* SEITENTEXT
______________________________
„Wir starten, wenn die anderen runter kommen“

von Karlheinz Lind

Josef Mündler, Obmann der steirischen Hagelabwehrgenossenschaft räumt mit Mythen auf. Er erklärt, worauf es beim Einsatz gegen den Hagel ankommt.

NEUES LAND: Wie kommt man eigentlich dazu, Hagelflieger-Pilot zu werden?

Josef Mündler: Seit meinem vierten Lebensjahr bin ich von Gewittern begeistert. Bereits in diesem Alter bin ich meinem Vater nachgeschlichen, wenn er in der Nacht sogenannte Hagelraketen abgeschossen hat. Mit fünf Jahren schoss ich bereits selber die erste ab. Diese Faszination ließ mich nicht mehr los. Im Jahre 1987 machte ich den Privatpilotenschein und fliege seither bei der Steirischen Hagelabwehrgenossenschaft. Bei der letzten Generalversammlung wurde ich zum Obmann gewählt.

 

NL: Wo liegen die größten Herausforderungen bei den Einsätzen?

Mündler: Das sind sicherlich das Starten und Landen, beinahe bei jeder Witterung. Denn wenn die anderen Flugzeuge runterkommen, starten wir. Grundsätzlich lernen alle Piloten, Gewitter auszuweichen, wir hingegen suchen sie. Es gibt enorm viele Turbulenzen, Scherwinde und extrem schlechte Sicht. Dabei darf man die Orientierung sowie den Kontakt zu den anderen Hagelfliegern und der Einsatzzentrale nie verlieren.
______________________________
* ARBEITSAUFTRAG
In welchem Jahr machte Josef Mündler laut dem Seitentext den Privatpilotenschein? Die Datensätze sind eigenständiges Material und gehören nicht zum Seitentext.
______________________________
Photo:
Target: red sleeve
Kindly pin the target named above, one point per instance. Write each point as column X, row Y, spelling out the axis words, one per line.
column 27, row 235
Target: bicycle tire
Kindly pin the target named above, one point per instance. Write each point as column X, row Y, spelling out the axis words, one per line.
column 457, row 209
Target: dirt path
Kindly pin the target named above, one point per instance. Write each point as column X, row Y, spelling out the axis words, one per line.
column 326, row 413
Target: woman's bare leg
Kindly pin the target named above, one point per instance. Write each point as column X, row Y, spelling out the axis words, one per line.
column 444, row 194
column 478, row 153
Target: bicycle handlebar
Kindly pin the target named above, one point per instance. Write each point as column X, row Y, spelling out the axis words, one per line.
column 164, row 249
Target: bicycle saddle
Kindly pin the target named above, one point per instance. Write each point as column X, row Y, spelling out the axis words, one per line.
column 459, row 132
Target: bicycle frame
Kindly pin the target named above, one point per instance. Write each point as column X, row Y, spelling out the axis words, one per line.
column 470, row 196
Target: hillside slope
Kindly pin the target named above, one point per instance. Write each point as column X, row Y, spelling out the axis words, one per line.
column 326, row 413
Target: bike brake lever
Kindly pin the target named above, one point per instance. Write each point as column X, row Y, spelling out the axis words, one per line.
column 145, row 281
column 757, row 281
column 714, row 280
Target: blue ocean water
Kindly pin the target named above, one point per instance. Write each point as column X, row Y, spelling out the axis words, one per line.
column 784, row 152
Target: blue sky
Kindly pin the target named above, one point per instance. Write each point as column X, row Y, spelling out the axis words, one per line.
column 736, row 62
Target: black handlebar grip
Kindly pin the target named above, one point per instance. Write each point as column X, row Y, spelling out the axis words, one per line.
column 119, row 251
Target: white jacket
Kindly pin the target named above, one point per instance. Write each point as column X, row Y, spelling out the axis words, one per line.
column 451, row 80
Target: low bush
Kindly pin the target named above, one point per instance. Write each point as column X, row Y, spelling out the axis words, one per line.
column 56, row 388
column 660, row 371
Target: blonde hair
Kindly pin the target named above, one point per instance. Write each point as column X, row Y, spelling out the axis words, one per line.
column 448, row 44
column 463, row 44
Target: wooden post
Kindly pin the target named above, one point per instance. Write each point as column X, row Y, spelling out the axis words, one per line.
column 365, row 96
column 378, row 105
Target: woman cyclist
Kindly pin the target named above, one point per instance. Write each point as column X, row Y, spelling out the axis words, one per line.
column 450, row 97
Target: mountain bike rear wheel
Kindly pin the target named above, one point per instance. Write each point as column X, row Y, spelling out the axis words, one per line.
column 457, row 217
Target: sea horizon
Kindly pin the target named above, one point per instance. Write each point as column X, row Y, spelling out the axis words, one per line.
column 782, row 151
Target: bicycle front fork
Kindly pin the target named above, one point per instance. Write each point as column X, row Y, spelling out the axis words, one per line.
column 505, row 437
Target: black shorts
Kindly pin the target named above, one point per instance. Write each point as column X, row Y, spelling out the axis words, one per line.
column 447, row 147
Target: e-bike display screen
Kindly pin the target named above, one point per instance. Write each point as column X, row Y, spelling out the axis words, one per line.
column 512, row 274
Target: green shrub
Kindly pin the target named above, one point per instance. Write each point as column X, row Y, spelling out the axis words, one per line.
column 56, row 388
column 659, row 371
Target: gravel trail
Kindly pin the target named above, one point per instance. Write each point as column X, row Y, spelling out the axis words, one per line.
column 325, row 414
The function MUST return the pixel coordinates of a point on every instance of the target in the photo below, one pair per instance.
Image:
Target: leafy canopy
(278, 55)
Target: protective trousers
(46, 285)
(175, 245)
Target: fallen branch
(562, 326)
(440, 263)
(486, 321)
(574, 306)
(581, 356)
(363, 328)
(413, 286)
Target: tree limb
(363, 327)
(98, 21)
______________________________
* LÖSUNG
Im Jahr 1987.